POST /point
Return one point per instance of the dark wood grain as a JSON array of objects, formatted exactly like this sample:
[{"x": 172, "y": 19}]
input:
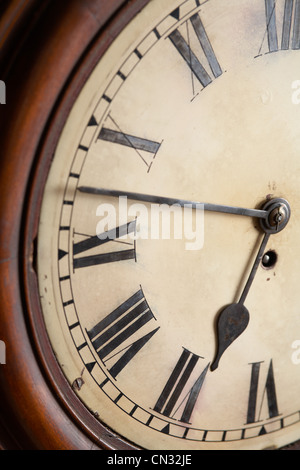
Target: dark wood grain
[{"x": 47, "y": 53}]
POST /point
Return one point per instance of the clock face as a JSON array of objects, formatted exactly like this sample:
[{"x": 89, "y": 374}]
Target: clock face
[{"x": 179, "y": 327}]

==

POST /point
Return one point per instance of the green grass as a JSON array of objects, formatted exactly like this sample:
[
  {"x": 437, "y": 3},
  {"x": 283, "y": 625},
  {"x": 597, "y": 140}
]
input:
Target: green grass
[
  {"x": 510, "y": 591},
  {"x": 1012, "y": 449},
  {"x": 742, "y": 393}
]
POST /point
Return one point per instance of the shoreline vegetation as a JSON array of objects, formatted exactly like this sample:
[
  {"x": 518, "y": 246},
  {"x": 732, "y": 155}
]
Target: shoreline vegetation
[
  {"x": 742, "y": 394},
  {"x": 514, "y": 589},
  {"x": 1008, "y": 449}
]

What you need to do: Each line above that contains the word "JSON" must be copied.

Reply:
Return one point per instance of the dark wood grain as a JSON array of objects, formatted exactly like this sample:
Return one point per instance of the clock face as a JSON array of objects, formatted exactly like this sample:
Return one point per instance of the green grass as a JSON array of objects, formatted exactly like this sample:
Return one point per instance of the shoreline vegetation as a JSON array of objects, formatted exactly like this sample:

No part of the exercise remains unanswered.